───── SUPPLIED PASSAGE ─────
I'm certainly going to talk about what to do with your supervisor, if you're talking about the mistake and owning it, but the truth is, many of you who are listening to this already know exactly how to own your mistake to your supervisor, to the client. You already know what kind of language to use. You already know how to do it. I'm going to talk about it anyway and I'm going to give you some possibly additional tips that perhaps you don't know. But what many of you are not doing is step one. You're not addressing the mistake internally with yourself in a way that is productive and effective at not creating shame, anxiety and self-judgment around the mistake.

Speaker 1:

So let's dive in. Let's say you have made a mistake at work. We could look at lots of different examples. It could be a small mistake. Maybe you misquoted something with a client and you quickly corrected for that, followed up with the client, told them so sorry, I sent you the wrong information. Here's the correct information. So it might have been an easy mistake. It might have been something that you were able to course correct quickly. It could be that you made a more significant mistake. Maybe you closed out a deal with someone and you forgot to take into account the currency change and maybe it costs thousands of dollars for the company because of that mistake. So that mistake would be a little more high impact, something that you can't course correct quickly or easily and something that you will need to reach out and have a conversation with your supervisor about. What's interesting is that both of these mistakes one we could argue is pretty low impact and one is a little bit more high impact I have seen people have very intense reactions to both of these type of mistakes and those intense reactions are often because of what is happening internally when they've made that mistake. So you know, person one whose mistake was pretty small and was course corrected easily still may find themselves really feeling like I shouldn't have done this, really feeling like there's no room for this kind of mistake, really feeling deep embarrassment and shame around the mistake, despite the fact that it's a pretty low impact mistake and it can be corrected quickly.

Speaker 1:

So the key for step one, when you realize you've made a mistake, is owning it to yourself, without defending, diminishing or blaming. And this is the really difficult part. Your brain internally is going to want to jump into a defensive mode. It's going to want to look at your external circumstance as the reason for the mistake and you're going to hear things like they set me up to fail. I should be trained better than this. How am I supposed to do all this? I'm doing too many things. That's why this mistake happened. The workload is unreasonable. I was given too much freedom too fast. Someone should be watching over what I'm doing. It's not fair the way that they are, you know, putting all of this on me independently so quickly. So your brain's going to jump into immediate protection mode where it wants to kind of diminish and defend yourself.
─────
## EXERCISES TO COMPLETE
1) In the talk about owning mistakes at work, what is the key for step one when you realize you've made a mistake?
2) Carry on the talk about owning mistakes at work from the point where it stops.
The material that comes next has nothing to do with this.
───── ITEMS ─────
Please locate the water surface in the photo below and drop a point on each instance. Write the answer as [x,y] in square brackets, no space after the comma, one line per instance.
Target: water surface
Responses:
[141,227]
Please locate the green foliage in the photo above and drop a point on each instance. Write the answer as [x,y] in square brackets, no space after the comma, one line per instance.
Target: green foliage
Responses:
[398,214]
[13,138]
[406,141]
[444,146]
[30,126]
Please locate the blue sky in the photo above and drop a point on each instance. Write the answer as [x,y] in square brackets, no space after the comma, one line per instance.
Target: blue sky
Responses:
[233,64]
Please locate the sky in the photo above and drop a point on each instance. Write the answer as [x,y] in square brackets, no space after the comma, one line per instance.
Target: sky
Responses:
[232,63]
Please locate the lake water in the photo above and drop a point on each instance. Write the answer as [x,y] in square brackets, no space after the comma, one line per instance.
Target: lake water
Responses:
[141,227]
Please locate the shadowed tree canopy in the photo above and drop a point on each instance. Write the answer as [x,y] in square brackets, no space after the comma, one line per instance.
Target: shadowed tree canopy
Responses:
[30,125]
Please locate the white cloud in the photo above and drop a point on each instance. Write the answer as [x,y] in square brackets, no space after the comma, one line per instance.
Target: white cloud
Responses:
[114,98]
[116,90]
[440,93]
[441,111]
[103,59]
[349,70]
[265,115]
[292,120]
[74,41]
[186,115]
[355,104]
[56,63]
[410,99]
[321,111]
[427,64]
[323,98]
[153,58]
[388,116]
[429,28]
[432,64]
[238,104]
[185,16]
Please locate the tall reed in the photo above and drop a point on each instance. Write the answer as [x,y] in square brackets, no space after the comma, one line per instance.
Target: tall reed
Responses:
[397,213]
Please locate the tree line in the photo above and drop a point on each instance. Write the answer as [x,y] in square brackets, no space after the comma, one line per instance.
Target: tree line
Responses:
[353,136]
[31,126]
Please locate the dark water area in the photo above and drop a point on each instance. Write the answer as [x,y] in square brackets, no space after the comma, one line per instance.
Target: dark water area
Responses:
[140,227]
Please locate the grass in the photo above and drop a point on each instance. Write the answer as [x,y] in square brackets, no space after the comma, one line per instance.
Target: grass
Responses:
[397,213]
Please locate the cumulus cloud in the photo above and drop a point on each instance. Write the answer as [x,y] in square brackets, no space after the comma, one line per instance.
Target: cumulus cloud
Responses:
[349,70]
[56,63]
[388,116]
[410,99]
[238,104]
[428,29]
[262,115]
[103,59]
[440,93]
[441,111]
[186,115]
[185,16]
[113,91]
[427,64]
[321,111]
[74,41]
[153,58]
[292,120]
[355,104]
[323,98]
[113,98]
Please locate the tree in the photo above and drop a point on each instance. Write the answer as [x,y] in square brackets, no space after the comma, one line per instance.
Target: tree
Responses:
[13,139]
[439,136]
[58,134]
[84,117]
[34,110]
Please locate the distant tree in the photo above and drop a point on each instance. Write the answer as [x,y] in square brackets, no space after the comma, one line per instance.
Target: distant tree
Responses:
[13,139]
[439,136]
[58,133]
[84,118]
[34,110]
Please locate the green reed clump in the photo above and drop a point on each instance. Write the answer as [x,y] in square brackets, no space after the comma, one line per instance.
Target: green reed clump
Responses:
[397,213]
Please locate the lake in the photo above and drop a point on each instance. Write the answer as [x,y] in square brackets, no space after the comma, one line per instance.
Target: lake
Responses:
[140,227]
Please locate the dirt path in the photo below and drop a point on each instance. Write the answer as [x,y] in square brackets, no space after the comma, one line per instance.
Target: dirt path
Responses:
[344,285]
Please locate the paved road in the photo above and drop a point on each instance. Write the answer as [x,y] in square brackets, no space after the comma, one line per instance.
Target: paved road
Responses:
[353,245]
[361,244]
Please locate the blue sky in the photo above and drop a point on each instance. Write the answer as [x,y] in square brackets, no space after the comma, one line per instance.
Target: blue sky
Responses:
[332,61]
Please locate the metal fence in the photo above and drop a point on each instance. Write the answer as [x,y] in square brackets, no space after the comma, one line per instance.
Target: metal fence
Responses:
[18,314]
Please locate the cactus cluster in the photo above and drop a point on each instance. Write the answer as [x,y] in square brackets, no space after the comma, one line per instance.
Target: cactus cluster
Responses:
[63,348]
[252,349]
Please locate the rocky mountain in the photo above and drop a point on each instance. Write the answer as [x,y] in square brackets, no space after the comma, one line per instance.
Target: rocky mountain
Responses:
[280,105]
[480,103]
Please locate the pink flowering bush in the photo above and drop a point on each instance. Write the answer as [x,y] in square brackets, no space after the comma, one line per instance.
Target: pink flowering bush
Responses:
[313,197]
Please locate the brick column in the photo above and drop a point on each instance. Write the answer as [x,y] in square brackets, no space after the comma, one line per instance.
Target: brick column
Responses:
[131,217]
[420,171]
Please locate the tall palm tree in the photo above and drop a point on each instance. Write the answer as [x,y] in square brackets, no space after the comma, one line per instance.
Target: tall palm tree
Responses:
─────
## EXERCISE RESPONSES
1) Owning the mistake to yourself, without defending, diminishing or blaming.

2)
Speaker 1:

It wants to blame external circumstances, and this is where things get very tricky. I am not saying that external circumstances did not contribute to the mistake. It very well may be that multiple factors in your external circumstance is what led to this error. But it becomes really difficult to parse that out when we're in an emotional space of focusing externally. And what happens when you start to indulge that external blame is that you're shaming yourself for making a mistake and you're shaming yourself in a way that's tricky for you to catch. And what I mean by that is if I am reinforcing this idea that it has to be externally caused, because if I were to own it as internally something that I did, it would be bad. So when you're indulging blame, defending and diminishing and what I mean by indulging that is you're making those arguments to yourself. We've all done this, like I've done this a million times, my head starts to build the argument. Then I go home and I build the argument to my husband. Then my best friend calls and I tell my best friend about how this mistake happened and how it's BS and all of the things that the company has done to set me up for this and all of the circumstances that led to this. I'm building a case and I'm building it over and over and over again.

Speaker 1:

And what happens when we're in that space is you are unconsciously sending yourself a message that there's something very wrong with having made a mistake, that it's unsafe to make mistakes and that it's unsafe to own mistakes, that it has to be something outside of you, because if it's something inside of you and you just missed something or you forgot something or whatever the reason may be that the mistake happened, your brain is basically telling you that that's unacceptable and that we need to focus externally. And so it hurts your relationship to mistakes. And my goal as a coach who's trying to up-level people professionally and get you feeling very resilient in the workspace, is that your relationship with mistakes is a good one. It's a resilient one. You're not afraid of them, you know how to bounce back from them, you know how to take accountability, you know how to move on without getting lost or spinning in that mistake. And if your brain creates this unconscious shame spiral where it's almost pushing the mistake away from you and pushing it externally and focusing on all these other people and all these reasons why that mistake happened, it makes it very difficult for you to build a healthy relationship with mistakes. So what happens when you're in that headspace and you are really fired up and you are finding yourself making all of those arguments and finding the people around you indulging in those with you, which is fine and totally normal and what we want from our family and friends to validate us and be on our team.

Speaker 1:

But in this circumstance, what becomes problematic is that the message you're sending to yourself is me making a mistake is bad, I should never make a mistake. And what is really behind it most of the time is that you're trying to avoid a correlation that you're making that me making a mistake means I'm not competent or capable. And if that correlation is something that you buy into on any level that if I make a mistake it means I'm not competent or capable, that I can't learn this job, that I can't succeed in this, then you will push the mistake away, because to accept it would mean that you are telling yourself you're not competent or capable. And the truth is the relationship we want you to have with mistakes is they're not a problem for me. I'm not above them. I make mistakes, I am competent and I make mistakes.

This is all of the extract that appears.